Sauf que rien de cela ne semblait bien important en ce mercredi soir festif au Centre Bell, le premier de cette saison 2022-2023.

Une soirée amorcée avec une présentation complète des joueurs, pendant laquelle un héros du passé très récent, le gardien Carey Price, a fait bondir la foule une dernière fois, avant de se retourner, chapeau de cow-boy vissé sur la tête, et de repartir en direction du soleil couchant, comme Lucky Luke avant lui.

Peu après, le capitaine Nick Suzuki s’est amené avec le flambeau, encore ce flambeau que l’on ressort comme ça, à l’occasion, quand c’est vraiment important et qu’il faut fouetter les troupes, les fans et les pigeons qui volent à l’occasion entre ces murs. « Ce fut incroyable », a dit en soupirant le jeune Juraj Slafkovsky en fin de rencontre.

Incroyable comme la marque finale, finalement : Canadien 4, Toronto 3.

**Consigne**:
Recopiez intégralement, sans la moindre modification, le texte ci-dessus sur la soirée d'ouverture de la saison au Centre Bell.

(Lignes du jeu de données)
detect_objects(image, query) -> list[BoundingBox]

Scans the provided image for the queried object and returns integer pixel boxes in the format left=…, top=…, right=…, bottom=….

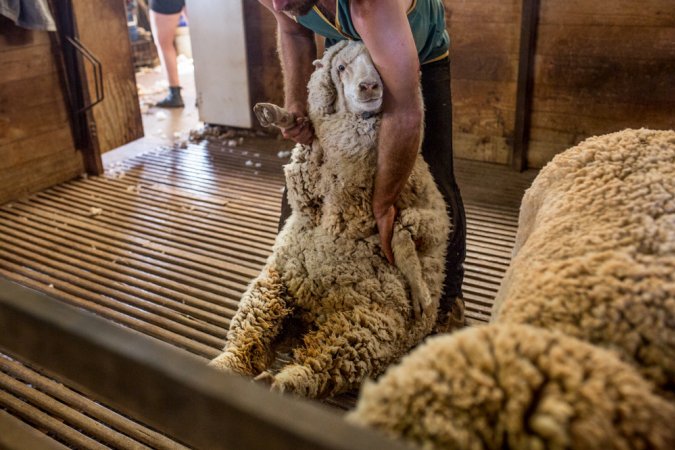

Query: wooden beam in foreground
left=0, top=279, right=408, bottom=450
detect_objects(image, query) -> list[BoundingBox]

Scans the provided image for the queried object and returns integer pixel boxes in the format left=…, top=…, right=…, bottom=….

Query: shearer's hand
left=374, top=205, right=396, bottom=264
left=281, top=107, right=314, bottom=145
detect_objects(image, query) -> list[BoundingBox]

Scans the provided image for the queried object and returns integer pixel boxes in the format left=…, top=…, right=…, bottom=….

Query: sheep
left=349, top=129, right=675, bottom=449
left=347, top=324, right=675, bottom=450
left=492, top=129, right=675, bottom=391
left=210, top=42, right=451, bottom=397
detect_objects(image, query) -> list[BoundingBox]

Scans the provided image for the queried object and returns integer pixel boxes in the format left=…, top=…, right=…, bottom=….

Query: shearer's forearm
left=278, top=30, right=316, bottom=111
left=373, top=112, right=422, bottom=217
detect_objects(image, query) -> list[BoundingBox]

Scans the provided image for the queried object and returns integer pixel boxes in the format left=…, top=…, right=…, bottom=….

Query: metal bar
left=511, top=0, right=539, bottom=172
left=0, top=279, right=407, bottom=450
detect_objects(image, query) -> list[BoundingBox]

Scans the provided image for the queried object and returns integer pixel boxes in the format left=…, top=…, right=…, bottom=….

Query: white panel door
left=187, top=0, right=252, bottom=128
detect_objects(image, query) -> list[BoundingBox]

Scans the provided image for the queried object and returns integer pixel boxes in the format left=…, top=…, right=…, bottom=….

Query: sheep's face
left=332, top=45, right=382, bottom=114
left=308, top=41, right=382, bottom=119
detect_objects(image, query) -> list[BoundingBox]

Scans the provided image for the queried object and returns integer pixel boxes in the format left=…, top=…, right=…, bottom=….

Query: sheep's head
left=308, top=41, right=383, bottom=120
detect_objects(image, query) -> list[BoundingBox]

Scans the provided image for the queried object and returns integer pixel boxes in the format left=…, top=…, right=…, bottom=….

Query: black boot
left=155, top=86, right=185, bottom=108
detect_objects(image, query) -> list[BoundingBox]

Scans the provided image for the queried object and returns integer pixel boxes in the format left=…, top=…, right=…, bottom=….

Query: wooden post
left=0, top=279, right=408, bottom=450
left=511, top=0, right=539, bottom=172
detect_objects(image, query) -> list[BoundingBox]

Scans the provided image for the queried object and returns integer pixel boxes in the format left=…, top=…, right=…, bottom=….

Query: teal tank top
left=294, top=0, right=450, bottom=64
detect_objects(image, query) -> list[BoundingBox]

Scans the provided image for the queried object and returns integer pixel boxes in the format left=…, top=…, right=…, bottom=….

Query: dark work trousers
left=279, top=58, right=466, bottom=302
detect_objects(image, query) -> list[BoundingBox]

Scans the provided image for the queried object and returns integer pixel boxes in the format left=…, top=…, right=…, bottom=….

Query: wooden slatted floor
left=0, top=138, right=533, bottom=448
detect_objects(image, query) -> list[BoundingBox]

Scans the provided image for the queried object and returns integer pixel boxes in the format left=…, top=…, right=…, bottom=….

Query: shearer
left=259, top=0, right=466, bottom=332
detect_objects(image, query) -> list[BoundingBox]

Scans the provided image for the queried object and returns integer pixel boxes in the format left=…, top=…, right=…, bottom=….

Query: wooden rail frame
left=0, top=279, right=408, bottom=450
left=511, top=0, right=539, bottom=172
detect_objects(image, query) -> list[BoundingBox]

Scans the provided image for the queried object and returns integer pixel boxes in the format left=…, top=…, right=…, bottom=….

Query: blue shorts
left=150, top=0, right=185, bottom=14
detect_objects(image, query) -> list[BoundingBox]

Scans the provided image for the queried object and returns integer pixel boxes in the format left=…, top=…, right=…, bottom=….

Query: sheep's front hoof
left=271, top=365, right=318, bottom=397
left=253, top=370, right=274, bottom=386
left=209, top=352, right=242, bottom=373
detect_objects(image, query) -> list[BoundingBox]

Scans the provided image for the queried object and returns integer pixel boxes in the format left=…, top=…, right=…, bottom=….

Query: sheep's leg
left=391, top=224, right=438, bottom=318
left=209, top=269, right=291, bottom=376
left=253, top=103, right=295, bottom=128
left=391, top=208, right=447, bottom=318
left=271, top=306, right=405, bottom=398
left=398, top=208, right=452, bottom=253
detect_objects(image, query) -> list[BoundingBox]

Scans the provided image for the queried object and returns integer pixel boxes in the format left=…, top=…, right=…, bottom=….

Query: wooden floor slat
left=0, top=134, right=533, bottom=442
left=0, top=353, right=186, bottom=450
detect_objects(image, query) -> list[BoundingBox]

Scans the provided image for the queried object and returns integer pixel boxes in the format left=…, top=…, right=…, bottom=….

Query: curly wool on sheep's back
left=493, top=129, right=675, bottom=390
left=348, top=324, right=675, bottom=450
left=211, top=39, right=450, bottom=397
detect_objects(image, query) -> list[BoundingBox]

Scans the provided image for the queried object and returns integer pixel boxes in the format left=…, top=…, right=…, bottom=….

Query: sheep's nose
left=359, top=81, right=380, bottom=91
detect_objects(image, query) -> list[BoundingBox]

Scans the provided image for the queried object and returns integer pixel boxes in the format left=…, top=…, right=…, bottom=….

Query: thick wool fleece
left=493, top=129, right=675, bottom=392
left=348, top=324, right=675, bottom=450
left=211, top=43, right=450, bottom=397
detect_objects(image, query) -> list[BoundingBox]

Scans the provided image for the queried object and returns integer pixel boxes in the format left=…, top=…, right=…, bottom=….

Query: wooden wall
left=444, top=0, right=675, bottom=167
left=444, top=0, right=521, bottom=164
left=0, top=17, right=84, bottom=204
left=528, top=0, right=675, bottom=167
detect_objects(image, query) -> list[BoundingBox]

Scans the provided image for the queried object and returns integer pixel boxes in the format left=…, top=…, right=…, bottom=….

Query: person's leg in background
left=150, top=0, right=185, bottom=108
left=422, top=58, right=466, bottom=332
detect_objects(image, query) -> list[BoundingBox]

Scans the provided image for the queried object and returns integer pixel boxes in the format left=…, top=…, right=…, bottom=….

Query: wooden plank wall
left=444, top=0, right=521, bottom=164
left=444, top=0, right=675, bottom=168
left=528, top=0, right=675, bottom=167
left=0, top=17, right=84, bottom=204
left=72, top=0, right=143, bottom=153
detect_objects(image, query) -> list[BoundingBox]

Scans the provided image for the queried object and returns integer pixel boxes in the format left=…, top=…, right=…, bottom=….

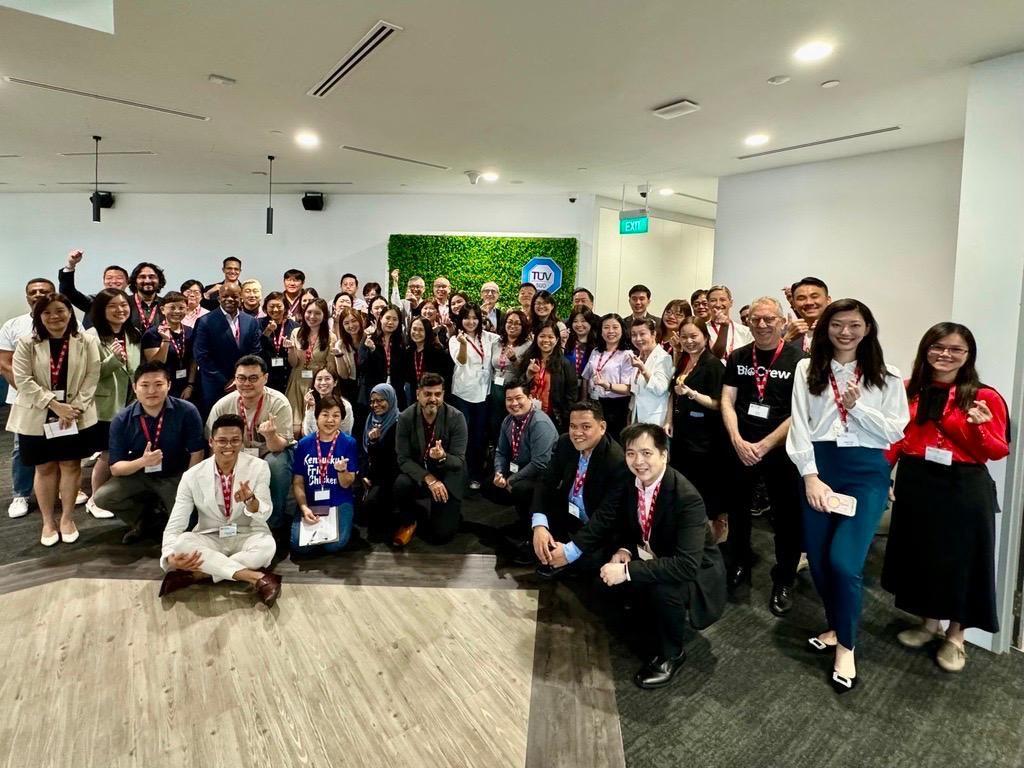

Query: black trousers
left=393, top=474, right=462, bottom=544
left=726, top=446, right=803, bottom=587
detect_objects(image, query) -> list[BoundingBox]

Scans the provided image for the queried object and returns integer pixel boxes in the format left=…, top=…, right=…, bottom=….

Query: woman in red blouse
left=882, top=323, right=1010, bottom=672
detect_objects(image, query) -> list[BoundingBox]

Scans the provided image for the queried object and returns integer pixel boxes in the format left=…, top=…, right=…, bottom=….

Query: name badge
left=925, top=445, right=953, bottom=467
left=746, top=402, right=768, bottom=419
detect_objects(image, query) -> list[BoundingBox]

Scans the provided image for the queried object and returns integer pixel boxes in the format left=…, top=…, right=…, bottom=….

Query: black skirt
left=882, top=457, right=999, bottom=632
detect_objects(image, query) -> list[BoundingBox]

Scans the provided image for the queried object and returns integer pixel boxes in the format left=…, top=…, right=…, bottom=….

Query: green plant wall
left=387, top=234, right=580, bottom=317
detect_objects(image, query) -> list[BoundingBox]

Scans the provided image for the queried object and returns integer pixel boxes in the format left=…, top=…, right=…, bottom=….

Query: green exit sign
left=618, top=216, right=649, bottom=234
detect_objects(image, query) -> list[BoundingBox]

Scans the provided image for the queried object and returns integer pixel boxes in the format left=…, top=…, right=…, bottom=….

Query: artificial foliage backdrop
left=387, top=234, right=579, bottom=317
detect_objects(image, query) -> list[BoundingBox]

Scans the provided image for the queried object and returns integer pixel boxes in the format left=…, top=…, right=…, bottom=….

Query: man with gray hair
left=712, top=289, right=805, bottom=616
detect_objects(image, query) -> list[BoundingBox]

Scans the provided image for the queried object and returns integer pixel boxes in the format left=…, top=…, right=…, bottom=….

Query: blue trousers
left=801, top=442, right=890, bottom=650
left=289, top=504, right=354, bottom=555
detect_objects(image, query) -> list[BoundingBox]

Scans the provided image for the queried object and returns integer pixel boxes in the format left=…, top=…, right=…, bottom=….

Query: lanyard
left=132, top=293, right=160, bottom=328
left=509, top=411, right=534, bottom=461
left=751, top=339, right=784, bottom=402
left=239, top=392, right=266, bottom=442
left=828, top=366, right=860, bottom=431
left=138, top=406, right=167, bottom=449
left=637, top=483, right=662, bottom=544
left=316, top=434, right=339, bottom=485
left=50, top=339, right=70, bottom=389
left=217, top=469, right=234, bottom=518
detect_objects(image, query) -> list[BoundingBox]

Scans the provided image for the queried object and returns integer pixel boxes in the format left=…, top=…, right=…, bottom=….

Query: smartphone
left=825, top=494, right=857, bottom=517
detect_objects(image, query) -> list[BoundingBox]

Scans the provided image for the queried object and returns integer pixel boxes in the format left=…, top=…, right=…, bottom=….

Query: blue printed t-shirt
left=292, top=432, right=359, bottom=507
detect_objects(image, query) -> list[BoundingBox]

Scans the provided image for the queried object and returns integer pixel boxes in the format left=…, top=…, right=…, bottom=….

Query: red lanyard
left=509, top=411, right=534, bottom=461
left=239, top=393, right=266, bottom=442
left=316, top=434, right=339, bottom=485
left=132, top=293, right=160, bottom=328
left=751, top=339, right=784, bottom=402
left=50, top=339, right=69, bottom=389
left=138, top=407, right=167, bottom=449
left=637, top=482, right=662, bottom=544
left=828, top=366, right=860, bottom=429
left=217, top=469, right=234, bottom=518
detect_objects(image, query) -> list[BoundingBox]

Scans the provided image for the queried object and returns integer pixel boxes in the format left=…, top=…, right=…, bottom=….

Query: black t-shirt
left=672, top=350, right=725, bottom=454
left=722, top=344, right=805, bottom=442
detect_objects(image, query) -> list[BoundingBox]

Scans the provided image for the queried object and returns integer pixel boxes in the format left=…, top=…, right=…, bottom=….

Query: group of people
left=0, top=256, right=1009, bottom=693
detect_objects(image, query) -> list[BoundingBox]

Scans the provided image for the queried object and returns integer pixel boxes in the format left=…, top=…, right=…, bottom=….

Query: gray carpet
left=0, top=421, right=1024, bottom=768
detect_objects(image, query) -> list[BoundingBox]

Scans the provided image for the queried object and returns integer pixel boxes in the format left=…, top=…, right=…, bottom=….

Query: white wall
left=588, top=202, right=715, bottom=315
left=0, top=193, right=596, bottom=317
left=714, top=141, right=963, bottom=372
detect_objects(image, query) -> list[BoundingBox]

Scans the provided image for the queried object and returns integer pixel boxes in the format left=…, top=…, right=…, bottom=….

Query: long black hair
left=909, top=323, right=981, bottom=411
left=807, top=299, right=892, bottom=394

**Résultat obtenu**:
Sauf que rien de cela ne semblait bien important en ce mercredi soir festif au Centre Bell, le premier de cette saison 2022-2023.

Une soirée amorcée avec une présentation complète des joueurs, pendant laquelle un héros du passé très récent, le gardien Carey Price, a fait bondir la foule une dernière fois, avant de se retourner, chapeau de cow-boy vissé sur la tête, et de repartir en direction du soleil couchant, comme Lucky Luke avant lui.

Peu après, le capitaine Nick Suzuki s’est amené avec le flambeau, encore ce flambeau que l’on ressort comme ça, à l’occasion, quand c’est vraiment important et qu’il faut fouetter les troupes, les fans et les pigeons qui volent à l’occasion entre ces murs. « Ce fut incroyable », a dit en soupirant le jeune Juraj Slafkovsky en fin de rencontre.

Incroyable comme la marque finale, finalement : Canadien 4, Toronto 3.